◆ 指示内容 A: 日本の大学に関する抜粋文のうち、「(1)の「大学院重点化」は積」から始まり「量に生まれてしまったのです。」に至るまでの部分を、一字一句違えずに書き写してください。
◆ 指示内容 B: 次の(i)〜(iii)が日本の大学に関する抜粋文の内容と一致するかどうかを、それぞれ「はい」か「いいえ」で答え、判断の根拠となる本文の語句をそのまま引用してください。(i) 「大学院重点化」は専門職を養成する目的で行われた。(ii) 重点化で院生の定員を増やした大学院では、運営費交付金が減った。(iii) 大学院に合格するボーダーラインは上がった。
◆ 指示内容 C: 日本の大学に関する抜粋文の最後の文に続けて、その先を書き進めてください。

##### 原文抜粋 #####

話題の書『大学とは何か』(岩波新書)に続き、近刊『「文系学部廃止」の衝撃』(集英社新書)を著した、東京大学大学院情報学環教授・吉見俊哉氏は「大きな歴史の中で価値の軸そのものを転換させてしまう力、それを大胆に予見する力は文系で“こそ”養われる」と喝破する。
平均学力で、学部4年生が修士1年生に優る――大学における「人文社会科学系(以下、文系)の知」に関して教えて頂きたいと思います。まずは、今日本の大学では「何が起こっているのか」についてうかがいます。
吉見俊哉氏(以下、吉見) 日本の大学では、文科省主導の面が大きいのですが、1990年代から2000年代にかけて、(1)「大学院重点化」、(2)「大綱化」、(3)「国立大学の法人化」という3つの大変化が起こり、その流れの中で、今日の困難に至っています。
(1)の「大学院重点化」は積極的に修士号、博士号を出して、専門職を養成していこうとする目的で行われました。しかし、この改革は日本で修士や博士の持つ社会的価値(弱さ)や大学院修了者に対する社会的需要、分野ごとに異なる高学歴人材のキャリアパスへの配慮を欠いて行われました。その結果、何が起こったかと言いますと、修士学位、博士学位を苦労して得ても、就職できない高学歴層が大量に生まれてしまったのです。
その結果、多くの若者が「大学院に進学しても、将来的にあまり良いことがない」と考える風潮を生み、優秀な学部学生が大学院を目指さなくなりました。重点化で院生の定員を増やした大学院は、確かに運営費交付金が若干は増えました。しかし、その定員を埋めるため、無理をしてでも、一定数の大学院生を入学させなければいけなくなりました。その結果、大学院に合格するボーダーラインが大きく下がりました。今、国立、私立の主だった大学では、学部4年生と修士1年生の学力の平均を比較した場合、学部4年生の方が修士1年生より優っているという逆転現象が増えています。

##### 提供項目 #####

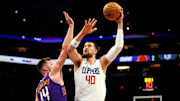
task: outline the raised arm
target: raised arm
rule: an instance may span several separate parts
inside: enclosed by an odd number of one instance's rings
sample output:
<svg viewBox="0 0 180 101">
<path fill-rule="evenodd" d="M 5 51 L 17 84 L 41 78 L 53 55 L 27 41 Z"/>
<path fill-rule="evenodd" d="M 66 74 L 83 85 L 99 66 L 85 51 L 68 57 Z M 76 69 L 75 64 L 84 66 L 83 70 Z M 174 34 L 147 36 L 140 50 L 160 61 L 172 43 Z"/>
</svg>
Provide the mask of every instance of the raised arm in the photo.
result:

#####

◆ 想定解答 A:
(1)の「大学院重点化」は積極的に修士号、博士号を出して、専門職を養成していこうとする目的で行われました。しかし、この改革は日本で修士や博士の持つ社会的価値(弱さ)や大学院修了者に対する社会的需要、分野ごとに異なる高学歴人材のキャリアパスへの配慮を欠いて行われました。その結果、何が起こったかと言いますと、修士学位、博士学位を苦労して得ても、就職できない高学歴層が大量に生まれてしまったのです。

◆ 想定解答 B:
(i) はい。「積極的に修士号、博士号を出して、専門職を養成していこうとする目的で行われました」
(ii) いいえ。「重点化で院生の定員を増やした大学院は、確かに運営費交付金が若干は増えました」
(iii) いいえ。「大学院に合格するボーダーラインが大きく下がりました」

◆ 想定解答 C:
一般教育に実質的空洞化をもたらすことになった
(2)の大学設置基準の「大綱化」(※)では、「一般教育」と「専門教育」の区分の撤廃が行われました。これは「大学は画一的な科目区分に囚われることなく、自由に自らの責任で4年間のカリキュラムを設計すべきである」という考えに基づくものだったのですが、総合大学における一般教育の崩壊というネガティブな結果をもたらしました。
科目の制度的区分としての「一般教育」が廃止されてしまったので、それまで専門教育担当の教員から一段低く見られるという意識を抱いてきた一般教育担当の教員が、自分たちの軸足を急速に専門教育にシフトさせていったのです。このことが、一般教育の空洞化をもたらすことになりました。現在、危機感を募らせた各大学は、新たな仕方で全学的な「広い学び」のプログラムをいかに再構築するかという課題に取り組んでいます。その中でも注目に値するのは、九州大学です。専門諸学部に離散してしまった旧教養部の教員ポストを結集させ、基幹教育院という新しい全学教育の組織を設立しました。そして、この基幹教育院が全学をとりまとめる仕方で、全学を横断する「基幹教育(Core Education)科目」が組織されていくことになりました。
新自由主義的政策で、大学の公共的基盤は悪化
以上のいずれも大学や大学教員が自ら望んだことで、文科省から無理矢理押しつけられた変化ではありません。大学院重点化は、各大学が予算を増やすために自ら望んでやったことでしたし、「一般教育/専門教育」の区分の撤廃は、それまで一般教育を担当していた教員が自ら望んだことでした。つまり、一連の変化が上からの一方的な押しつけであったとの理解は間違っています。大学は自ら望んで重点化し、大綱化したのです。
しかし、(3)の「国立大学の法人化」を含め、より大きな文脈では、これらは新自由主義的政策の中で、さまざまな規制緩和が進んできた結果です。そして、結果的に大学の教育研究における公共的基盤の劣化、大学院生の学力レベルの顕著な低下が進みました。
(つづく)
【金木 亮憲】(※)1991年2月に文科省から出された答申『大学教育の改善について』を受けて、
一般教育と専門教育の区分、一般教育内の科目区分(一般(人文・社会・自然)、外国語、保健体育)が廃止された。(1991年6月改正、7月施行)<プロフィール>
吉見 俊哉(よしみ・しゅんや)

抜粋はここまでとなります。